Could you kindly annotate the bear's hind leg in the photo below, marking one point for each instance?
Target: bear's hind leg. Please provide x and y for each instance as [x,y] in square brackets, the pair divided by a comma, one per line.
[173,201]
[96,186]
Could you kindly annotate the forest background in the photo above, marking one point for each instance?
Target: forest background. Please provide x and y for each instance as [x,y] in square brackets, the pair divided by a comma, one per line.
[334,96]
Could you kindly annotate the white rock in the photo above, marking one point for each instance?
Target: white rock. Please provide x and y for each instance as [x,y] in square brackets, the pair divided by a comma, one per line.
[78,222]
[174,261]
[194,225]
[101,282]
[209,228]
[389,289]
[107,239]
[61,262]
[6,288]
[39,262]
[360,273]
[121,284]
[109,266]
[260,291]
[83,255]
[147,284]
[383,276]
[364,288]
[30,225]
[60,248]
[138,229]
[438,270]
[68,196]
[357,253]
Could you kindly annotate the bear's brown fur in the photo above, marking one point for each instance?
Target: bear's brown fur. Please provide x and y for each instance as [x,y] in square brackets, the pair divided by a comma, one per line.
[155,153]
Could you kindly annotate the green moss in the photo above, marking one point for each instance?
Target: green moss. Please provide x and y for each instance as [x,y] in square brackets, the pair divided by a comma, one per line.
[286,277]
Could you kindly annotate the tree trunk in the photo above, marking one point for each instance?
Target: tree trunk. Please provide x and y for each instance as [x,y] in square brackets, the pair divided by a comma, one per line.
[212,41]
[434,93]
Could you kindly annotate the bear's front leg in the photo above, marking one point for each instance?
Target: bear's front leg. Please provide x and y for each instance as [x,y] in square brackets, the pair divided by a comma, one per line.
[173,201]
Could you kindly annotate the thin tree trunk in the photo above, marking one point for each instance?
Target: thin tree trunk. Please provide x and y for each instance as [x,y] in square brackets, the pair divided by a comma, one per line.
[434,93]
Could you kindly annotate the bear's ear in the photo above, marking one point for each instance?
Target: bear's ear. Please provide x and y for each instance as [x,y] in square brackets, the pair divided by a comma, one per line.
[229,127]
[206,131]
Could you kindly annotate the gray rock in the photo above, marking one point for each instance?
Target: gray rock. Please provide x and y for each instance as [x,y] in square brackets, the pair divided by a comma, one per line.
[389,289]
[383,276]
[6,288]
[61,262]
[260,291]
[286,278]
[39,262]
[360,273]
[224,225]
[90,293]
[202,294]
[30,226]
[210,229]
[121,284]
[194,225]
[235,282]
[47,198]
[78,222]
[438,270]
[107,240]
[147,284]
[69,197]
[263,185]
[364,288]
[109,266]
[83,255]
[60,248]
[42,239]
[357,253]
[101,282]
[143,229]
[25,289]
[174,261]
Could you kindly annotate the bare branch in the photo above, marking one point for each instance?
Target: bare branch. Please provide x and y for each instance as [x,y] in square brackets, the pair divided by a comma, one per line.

• • •

◆ **TRY IT**
Exactly as it appears above, write out the complete listing.

◆ **SOLUTION TO THE PROBLEM**
Could you kindly annotate the bear's hind leg in the photo below, marking one point for each instance?
Target: bear's hind leg. Please provide x and y for each instance as [x,y] in square brackets, the pair divided by a comma, one per line.
[173,201]
[96,186]
Could you kindly annotate the forest background in the photo above, marking one point for each instance?
Target: forest background. Please provide x and y for each instance as [x,y] in square brackets, the pair divided by a comma, one per line.
[334,96]
Could you kindly annotate the white rock in the photo above, marking one point for each instance?
Target: white rock. Please provide x and y for each instance as [x,y] in square brackets, the pair divided by a comma, one per line.
[78,222]
[174,261]
[194,225]
[101,282]
[209,228]
[389,289]
[107,239]
[61,262]
[6,288]
[39,262]
[360,273]
[121,284]
[109,266]
[260,291]
[83,255]
[147,284]
[383,276]
[364,288]
[30,225]
[60,248]
[138,229]
[438,270]
[68,196]
[357,253]
Could you kindly annotate the bear's brown fur in the photo above, marking one point for each instance?
Target: bear's brown fur. Please provide x and y for each instance as [x,y] in square brackets, the pair divided by a comma, one per line.
[155,153]
Could you kindly annotate the green moss in the photo above, marking one point for each instance?
Target: green moss. Please provide x and y for each instance as [x,y] in square brackets, the pair divided by a comma, one per line.
[286,277]
Could you kindly annotate the tree trunk in the photo above, marking one point for each instance?
Target: tree trunk. Please provide x and y for each instance as [x,y] in square brackets, the pair divided by a comma, one per line.
[212,41]
[434,93]
Could you kindly annotate the bear's front leg in the photo above, marking one point for each instance?
Target: bear's front leg. Please provide x and y for each instance as [x,y] in square brackets, the pair divided by a comma, one per line.
[173,201]
Could you kindly annotate the thin tree trunk in the photo above, marking one point for each instance?
Target: thin tree trunk. Please provide x and y for each instance as [x,y] in square brackets, the pair divided by a comma, one per line.
[434,93]
Could you kindly annotate the bear's ear in the photo above, marking one point for each instance?
Target: bear's ear. Please provide x and y for each instance as [x,y] in square brackets, the pair divided by a comma, one per line.
[229,127]
[206,131]
Could you kindly annotate the gray rock in the photo above, marking one point for each instance?
Target: gray rock. Please provide x and y for each instance as [x,y] in square brackets, the pair divided by a comma, one per line.
[389,289]
[383,276]
[6,288]
[61,262]
[260,291]
[286,278]
[39,262]
[360,273]
[224,225]
[90,293]
[202,294]
[30,226]
[210,229]
[121,284]
[194,225]
[235,282]
[47,198]
[78,222]
[438,270]
[107,240]
[147,284]
[69,197]
[263,185]
[364,288]
[109,266]
[83,255]
[60,248]
[42,239]
[357,253]
[101,282]
[143,229]
[25,289]
[174,261]
Could you kindly annotate the bare branch in the photo above, marking one point for each instance?
Target: bare branch. Please provide x and y for each instance as [x,y] in square brackets, the pair divided by a comma, one per line.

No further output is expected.